*GIVEN RECORDS*:
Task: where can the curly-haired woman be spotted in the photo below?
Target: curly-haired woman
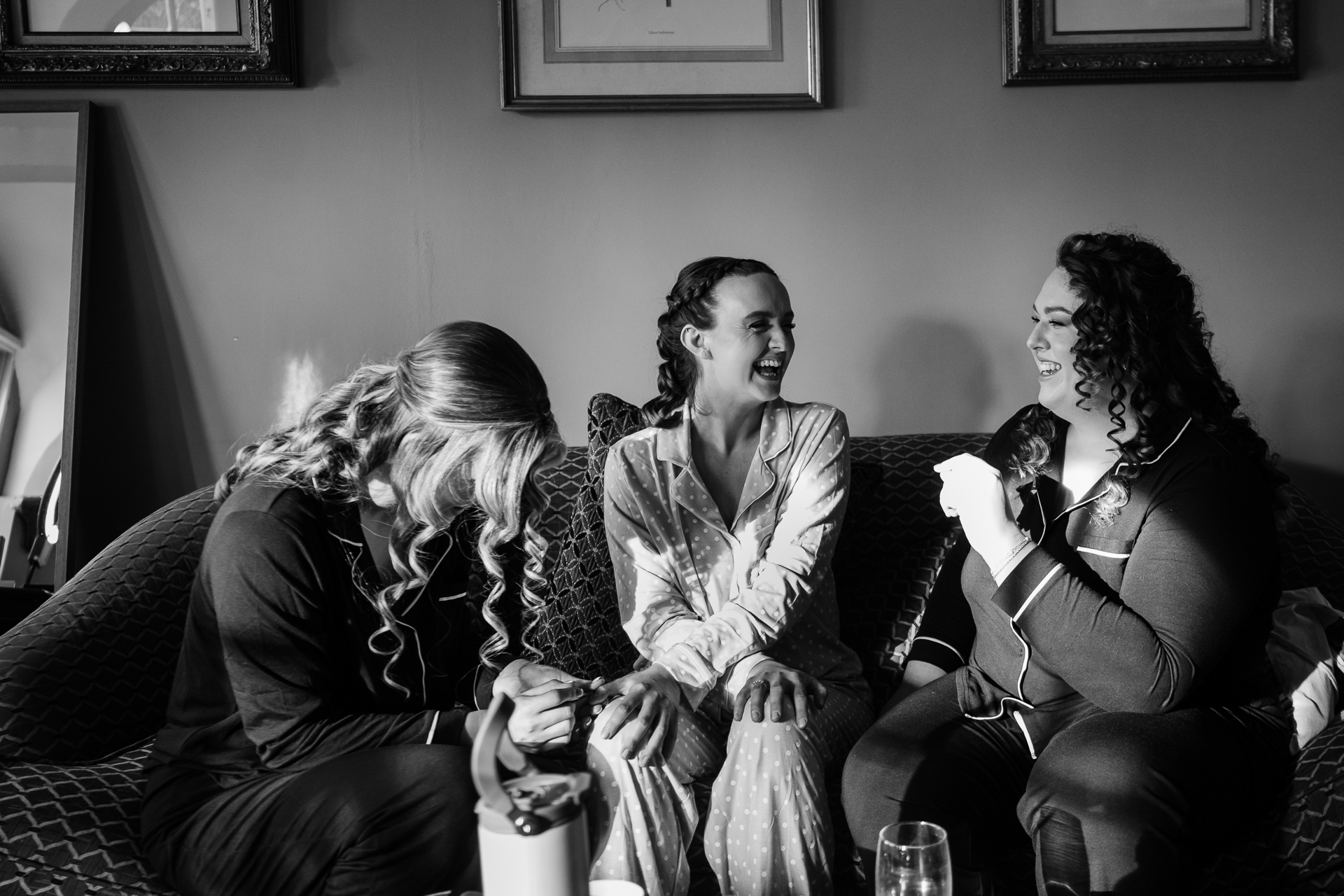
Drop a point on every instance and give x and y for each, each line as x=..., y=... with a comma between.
x=721, y=519
x=1094, y=681
x=319, y=729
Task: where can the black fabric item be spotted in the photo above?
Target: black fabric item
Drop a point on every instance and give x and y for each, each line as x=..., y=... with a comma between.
x=277, y=672
x=1119, y=802
x=1163, y=608
x=396, y=821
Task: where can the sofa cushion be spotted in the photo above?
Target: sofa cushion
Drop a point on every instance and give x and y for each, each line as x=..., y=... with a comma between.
x=74, y=830
x=891, y=546
x=580, y=629
x=90, y=669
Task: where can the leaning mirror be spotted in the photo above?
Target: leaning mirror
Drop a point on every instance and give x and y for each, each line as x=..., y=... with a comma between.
x=43, y=162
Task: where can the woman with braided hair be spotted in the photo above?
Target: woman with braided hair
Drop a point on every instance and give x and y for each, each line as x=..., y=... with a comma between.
x=336, y=662
x=721, y=519
x=1089, y=707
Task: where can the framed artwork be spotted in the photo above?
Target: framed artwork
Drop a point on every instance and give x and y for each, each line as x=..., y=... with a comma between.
x=660, y=54
x=147, y=42
x=1085, y=41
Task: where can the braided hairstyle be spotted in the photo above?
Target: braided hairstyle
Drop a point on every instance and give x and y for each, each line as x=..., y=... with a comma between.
x=468, y=415
x=1142, y=330
x=691, y=301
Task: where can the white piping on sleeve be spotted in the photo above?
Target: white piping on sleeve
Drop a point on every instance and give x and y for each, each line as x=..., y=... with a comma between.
x=1003, y=708
x=1037, y=590
x=1026, y=734
x=924, y=637
x=1102, y=554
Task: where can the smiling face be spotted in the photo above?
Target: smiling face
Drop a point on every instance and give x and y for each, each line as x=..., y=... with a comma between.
x=1051, y=343
x=745, y=356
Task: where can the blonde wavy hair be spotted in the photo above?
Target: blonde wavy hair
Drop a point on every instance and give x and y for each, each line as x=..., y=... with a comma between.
x=468, y=416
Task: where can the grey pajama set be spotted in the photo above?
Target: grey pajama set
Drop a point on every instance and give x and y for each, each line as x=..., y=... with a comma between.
x=1109, y=710
x=710, y=599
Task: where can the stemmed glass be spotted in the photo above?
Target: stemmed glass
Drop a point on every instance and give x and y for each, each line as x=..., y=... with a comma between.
x=913, y=860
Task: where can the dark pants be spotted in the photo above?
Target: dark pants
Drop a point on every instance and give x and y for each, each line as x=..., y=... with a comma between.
x=396, y=821
x=1117, y=802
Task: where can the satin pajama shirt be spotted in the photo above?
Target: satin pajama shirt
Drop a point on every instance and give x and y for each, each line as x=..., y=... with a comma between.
x=710, y=599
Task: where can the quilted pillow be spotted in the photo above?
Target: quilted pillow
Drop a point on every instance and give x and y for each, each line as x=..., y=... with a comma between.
x=580, y=629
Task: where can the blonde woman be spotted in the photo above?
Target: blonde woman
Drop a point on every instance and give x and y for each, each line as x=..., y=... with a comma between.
x=721, y=519
x=327, y=692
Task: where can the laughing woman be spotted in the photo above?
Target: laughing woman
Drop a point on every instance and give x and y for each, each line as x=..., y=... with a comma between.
x=721, y=519
x=1097, y=707
x=323, y=711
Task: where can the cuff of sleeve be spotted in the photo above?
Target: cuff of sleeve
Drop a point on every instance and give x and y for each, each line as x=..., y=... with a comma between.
x=691, y=691
x=1027, y=582
x=936, y=652
x=741, y=673
x=444, y=727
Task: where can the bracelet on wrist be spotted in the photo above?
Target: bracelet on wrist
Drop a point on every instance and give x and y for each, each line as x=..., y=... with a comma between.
x=1012, y=555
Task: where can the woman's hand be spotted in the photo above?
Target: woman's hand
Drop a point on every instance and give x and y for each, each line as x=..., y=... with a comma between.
x=644, y=713
x=974, y=492
x=783, y=688
x=522, y=675
x=546, y=716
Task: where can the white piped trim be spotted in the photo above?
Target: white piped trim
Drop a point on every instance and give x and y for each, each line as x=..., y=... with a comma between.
x=433, y=727
x=1026, y=734
x=1166, y=449
x=1037, y=590
x=1102, y=554
x=1003, y=707
x=924, y=637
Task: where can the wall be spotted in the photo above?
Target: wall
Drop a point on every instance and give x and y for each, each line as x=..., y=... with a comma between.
x=913, y=222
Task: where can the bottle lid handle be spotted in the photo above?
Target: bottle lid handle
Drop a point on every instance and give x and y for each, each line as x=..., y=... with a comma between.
x=493, y=745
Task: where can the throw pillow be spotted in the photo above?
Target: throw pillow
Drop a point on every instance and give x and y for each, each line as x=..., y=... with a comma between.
x=1304, y=656
x=580, y=629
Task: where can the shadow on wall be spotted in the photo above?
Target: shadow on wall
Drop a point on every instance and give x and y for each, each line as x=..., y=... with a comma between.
x=141, y=434
x=933, y=377
x=1306, y=415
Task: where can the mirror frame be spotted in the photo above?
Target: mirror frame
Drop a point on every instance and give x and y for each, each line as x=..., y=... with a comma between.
x=70, y=435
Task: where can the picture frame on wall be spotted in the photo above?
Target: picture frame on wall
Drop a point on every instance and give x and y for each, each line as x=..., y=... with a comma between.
x=147, y=42
x=1089, y=41
x=659, y=54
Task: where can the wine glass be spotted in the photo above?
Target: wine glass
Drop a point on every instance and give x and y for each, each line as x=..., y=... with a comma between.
x=913, y=860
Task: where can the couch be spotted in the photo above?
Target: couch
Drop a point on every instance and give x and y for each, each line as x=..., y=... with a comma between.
x=85, y=679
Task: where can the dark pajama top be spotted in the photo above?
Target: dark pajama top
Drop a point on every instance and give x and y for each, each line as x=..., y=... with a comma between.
x=276, y=672
x=1166, y=608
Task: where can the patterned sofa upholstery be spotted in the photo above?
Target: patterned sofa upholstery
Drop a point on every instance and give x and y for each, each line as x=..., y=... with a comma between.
x=85, y=679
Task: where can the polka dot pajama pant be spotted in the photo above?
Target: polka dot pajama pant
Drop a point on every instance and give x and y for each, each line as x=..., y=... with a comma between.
x=769, y=824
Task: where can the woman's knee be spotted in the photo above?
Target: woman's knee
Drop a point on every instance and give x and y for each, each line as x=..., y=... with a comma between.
x=1104, y=773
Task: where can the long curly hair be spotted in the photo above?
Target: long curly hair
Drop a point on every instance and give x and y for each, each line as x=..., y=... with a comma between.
x=1140, y=331
x=468, y=416
x=691, y=301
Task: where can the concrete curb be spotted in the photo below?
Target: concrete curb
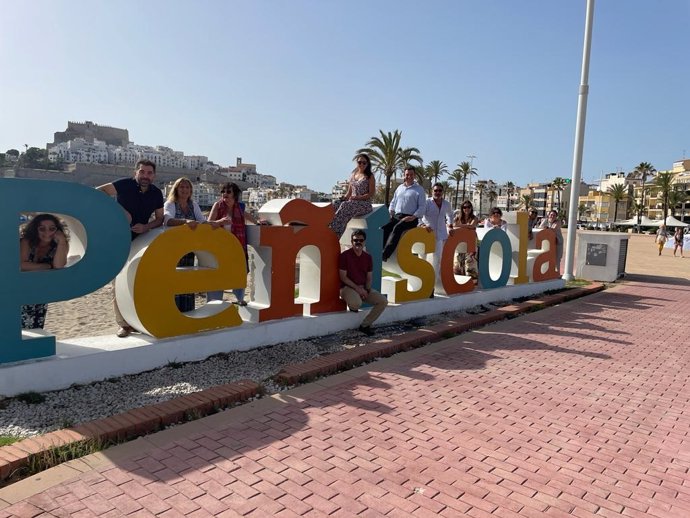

*REQUIRED TASK*:
Rewrite all of the lines above as a numbered list, omitting any blank lines and leaving the pictures out of the answer.

*THE ANSWER*:
1. Task: where can the curly-haired woman be spotted in the photo below?
2. Target: curly-haired woman
3. Drop a point on every instance and give x and y for each, each line as x=..., y=... with a comma between.
4. x=721, y=519
5. x=1094, y=681
6. x=319, y=729
7. Task: where can the black fabric item be spotted in the photo above?
8. Target: black fabric item
9. Drop a point on every instance and give x and y for each, each line as x=..., y=... with a comma between.
10. x=277, y=672
11. x=1119, y=802
12. x=1163, y=608
13. x=396, y=821
14. Task: where can the sofa cushion be spotted in the photo above?
15. Target: sofa cushion
16. Drop a point on every instance and give x and y for each, each line as x=..., y=... with a comma between.
17. x=74, y=830
18. x=891, y=546
19. x=580, y=629
20. x=90, y=669
21. Task: where can the leaning mirror be spotted in the photo above?
22. Target: leaning mirror
23. Drop a point on every instance and give x and y for each, each line as x=..., y=... with a comma between.
24. x=43, y=162
25. Task: where can the woman with braided hair be spotted in the photo above?
26. Target: woman with braided hair
27. Drop a point on every instance and give x and y for each, each line as x=..., y=... with a comma between.
28. x=336, y=662
29. x=721, y=519
30. x=1089, y=707
31. Task: where can the framed artwork be spotted in the photo above?
32. Target: framed artwork
33. Drop a point on every instance and give x and y for each, each line as x=..., y=... with a comma between.
34. x=660, y=54
35. x=147, y=42
36. x=1085, y=41
37. Task: where can the braided hairstyle be spotted in the photo above?
38. Target: braided hairstyle
39. Drop a point on every instance and give x and y for each, each line as x=..., y=... with a comma between.
40. x=468, y=415
41. x=1142, y=330
42. x=691, y=301
43. Task: where can the white piping on sleeve be spotted in the photo above?
44. Target: white piping on sleeve
45. Drop a point on every instance and give x and y for each, each line as x=..., y=... with a comma between.
46. x=1003, y=708
47. x=1037, y=590
48. x=1026, y=734
49. x=924, y=637
50. x=1102, y=554
51. Task: where can the smiling face be spotted in the photo above?
52. Target: smiling face
53. Drop a point on every instance and give x and y for each, each line as x=..., y=... with a comma between.
54. x=1051, y=343
55. x=745, y=356
56. Task: where can the blonde wavy hair be spotted in the photo above?
57. Target: blonde wavy hair
58. Drop a point on every instance and give x and y for each, each line as x=..., y=... with a comma between.
59. x=468, y=416
60. Task: where can the grey pajama set be spotted in the photo above?
61. Target: grey pajama set
62. Drop a point on every instance and give x and y for each, each line as x=..., y=... with a comma between.
63. x=1109, y=710
64. x=710, y=599
65. Task: where can the stemmed glass be spotted in the photo above?
66. Target: stemmed glass
67. Drop a point on every instance and give x and y for each, each line as x=..., y=... with a comma between.
68. x=913, y=860
69. Task: where can the dark pants be spotted in the photo above?
70. Target: dark pants
71. Drop a point on every instance and give x and y for each, each line as x=..., y=... with a comma between.
72. x=396, y=821
73. x=1117, y=802
74. Task: where can the satin pajama shirt be spotted in the photo above?
75. Target: satin pajama shirt
76. Drop a point on every instance and give x and y for each, each line as x=..., y=... with a comma between.
77. x=710, y=599
78. Task: where can the quilted pillow be spotted in the photo above?
79. Target: quilted pillow
80. Drop a point on every instance and give x and y for each, each line as x=..., y=... with a comma between.
81. x=580, y=629
82. Task: where can the blonde woman be spotted in the photo above?
83. Target: blonde woman
84. Drop a point on every instance and give x and y for each, each line as x=..., y=... with a comma between.
85. x=721, y=519
86. x=327, y=692
87. Task: where can the laughing woman be spotted in the photo above?
88. Target: laughing woman
89. Drop a point on every instance and give x and y for each, each line as x=..., y=... with a comma between.
90. x=721, y=519
91. x=1097, y=707
92. x=323, y=711
93. Task: where can the cuff of sleeve be spotted in the photo above?
94. Target: cuff of sleeve
95. Drop a point on every instance and give x and y for each, each line as x=..., y=... with a comma between.
96. x=691, y=691
97. x=1027, y=582
98. x=936, y=652
99. x=741, y=673
100. x=444, y=727
101. Task: where can the bracelet on wrist be spotted in the photo above?
102. Target: bracelet on wrist
103. Drop a point on every instance and give x and y for each, each line as x=..., y=... with a comma between.
104. x=1012, y=555
105. Task: where can the woman's hand be spotted in the photo above?
106. Target: woman's hand
107. Drop a point on every instance and give x and y for each, each line as x=..., y=... with a comma between.
108. x=644, y=713
109. x=974, y=492
110. x=783, y=688
111. x=522, y=675
112. x=546, y=716
113. Task: where can the white piped trim be spotted in the photo above?
114. Target: white piped trim
115. Drop a point on every instance and give x and y for each, each line as x=..., y=... with a comma between.
116. x=433, y=727
117. x=1026, y=734
118. x=1166, y=449
119. x=1037, y=590
120. x=1102, y=554
121. x=1003, y=707
122. x=924, y=637
123. Task: where can the wall be spotted in the photo above?
124. Target: wall
125. Drop a point on every instance and give x and y for each, each line as x=..., y=... with a comma between.
126. x=913, y=222
127. Task: where can the bottle lid handle be spotted in the photo above?
128. Target: bottle lid handle
129. Drop a point on every instance and give x and y for each, each line as x=..., y=... with a comma between.
130. x=493, y=745
131. Task: where can the throw pillow be spotted in the photo above?
132. Target: throw pillow
133. Drop a point on every instance and give x and y for each, each line as x=..., y=... with a comma between.
134. x=1304, y=656
135. x=580, y=629
136. Task: where can the shadow on wall be spotted in the photo above?
137. Target: shadow on wall
138. Drop a point on every instance and give x and y for each, each line as x=..., y=... with a comma between.
139. x=141, y=434
140. x=933, y=377
141. x=1306, y=415
142. Task: where can the mirror frame be spotted in the photo above?
143. Target: mirror frame
144. Drop a point on every instance and give x and y for each, each line as x=..., y=... with a comma between.
145. x=70, y=435
146. Task: where can the picture frame on wall be spotted in the photo above?
147. Target: picture frame on wall
148. Drop a point on every instance and give x and y for each, each line as x=..., y=... with a comma between.
149. x=147, y=42
150. x=1089, y=41
151. x=659, y=54
152. Task: where can the wine glass be spotted in the photo above?
153. Target: wine glass
154. Drop a point on every instance and give x and y for each, each line as x=..., y=... with a comma between.
155. x=913, y=860
156. Task: where can the couch be spotted in the photo above?
157. Target: couch
158. Drop a point on every instance and give x and y for each, each line as x=..., y=... with a comma between.
159. x=85, y=679
160. Task: where can the dark pajama top be spotted in the photo above?
161. Target: dark pajama top
162. Drop a point on every instance and give x and y for each, each line as x=..., y=... with a comma between.
163. x=276, y=672
164. x=1166, y=608
165. Task: where can the patterned sofa upholstery be spotted in the photo above?
166. Target: patterned sofa upholstery
167. Drop a point on every instance and give x and y for each, each line as x=..., y=... with a comma between.
168. x=85, y=679
169. Task: where can the polka dot pajama pant be spotted in the photo above?
170. Target: polka dot pajama pant
171. Drop a point on every instance and give x and y for each, each line as x=..., y=... with a comma between.
172. x=769, y=824
173. Task: where can the woman's knee be spotted in the photo above?
174. Target: woman's knee
175. Drop a point on every instance and give x and y for each, each line as x=..., y=... with a comma between.
176. x=1104, y=773
177. Task: where can the long curly hair be spotted in the photo above?
178. Target: long curly hair
179. Drop a point on every instance and give x and y for each, each line as x=..., y=... with a comma between.
180. x=1140, y=331
181. x=468, y=416
182. x=691, y=301
183. Task: where can the concrete curb be spotted in the photo below?
184. Target: concrete curb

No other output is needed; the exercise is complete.